● Directions for this task
Switch "shed" to "barn" in the material below, from the line with "Every instance of the shed window" up to and including the line with "[(488, 329)]". Give those lines again with everything else unchanged.

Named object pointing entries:

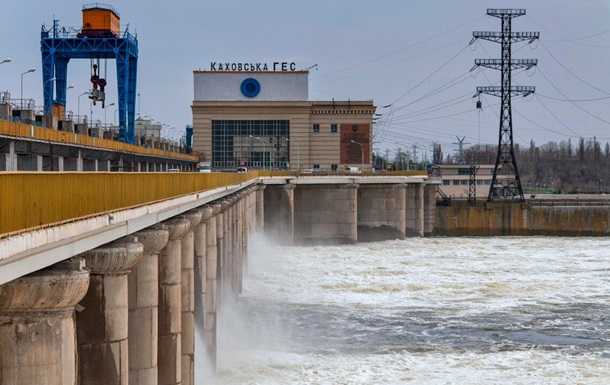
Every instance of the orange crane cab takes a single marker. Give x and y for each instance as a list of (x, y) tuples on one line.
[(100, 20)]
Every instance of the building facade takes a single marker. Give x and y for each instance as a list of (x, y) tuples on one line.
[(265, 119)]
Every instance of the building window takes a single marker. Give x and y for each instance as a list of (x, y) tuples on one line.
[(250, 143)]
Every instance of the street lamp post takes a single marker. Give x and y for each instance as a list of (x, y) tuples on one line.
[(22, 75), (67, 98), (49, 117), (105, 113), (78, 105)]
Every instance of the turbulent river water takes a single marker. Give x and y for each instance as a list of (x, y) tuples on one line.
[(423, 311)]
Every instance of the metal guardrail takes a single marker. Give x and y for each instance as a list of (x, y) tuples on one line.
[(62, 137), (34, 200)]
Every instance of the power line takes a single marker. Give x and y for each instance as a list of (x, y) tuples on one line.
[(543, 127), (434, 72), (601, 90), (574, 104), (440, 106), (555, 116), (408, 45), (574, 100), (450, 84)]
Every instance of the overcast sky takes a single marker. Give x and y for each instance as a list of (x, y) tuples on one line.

--

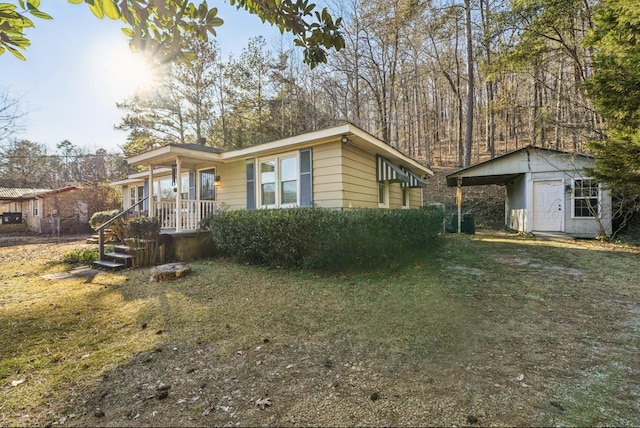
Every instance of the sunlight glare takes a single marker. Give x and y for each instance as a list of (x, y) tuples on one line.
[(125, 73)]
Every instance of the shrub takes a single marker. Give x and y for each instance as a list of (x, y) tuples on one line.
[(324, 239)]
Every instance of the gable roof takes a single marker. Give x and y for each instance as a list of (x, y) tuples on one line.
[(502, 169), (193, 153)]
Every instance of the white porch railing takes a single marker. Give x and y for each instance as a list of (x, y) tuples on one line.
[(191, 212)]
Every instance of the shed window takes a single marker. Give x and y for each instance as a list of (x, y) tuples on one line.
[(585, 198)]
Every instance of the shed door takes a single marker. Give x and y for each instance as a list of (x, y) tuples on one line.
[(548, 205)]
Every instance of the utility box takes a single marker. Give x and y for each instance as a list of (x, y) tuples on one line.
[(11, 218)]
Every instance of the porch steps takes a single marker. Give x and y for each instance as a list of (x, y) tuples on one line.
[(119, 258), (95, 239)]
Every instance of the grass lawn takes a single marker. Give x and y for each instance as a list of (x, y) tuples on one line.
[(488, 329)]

● Task result
Every instance of the barn window takes a single marker. Give x and y for each instance as a list of (x, y) tuples on one line.
[(585, 198)]
Every instance of the barn door takes a single marker. Give x and y for each instance as a list of (x, y) tuples on one line.
[(548, 205)]
Every instance of the utility box takes a single marker. Give x and y for each instance as a list of (x, y) tuples on one line.
[(11, 218)]
Every instance of the porch steps takes a single marker. Give x and y for each instance as a list of (x, y) tuples on one line.
[(119, 258), (95, 239)]
Every instance of the grass lawn takes a single marker. Give x and y for each instance as a list of (x, y) tuples on one line.
[(488, 329)]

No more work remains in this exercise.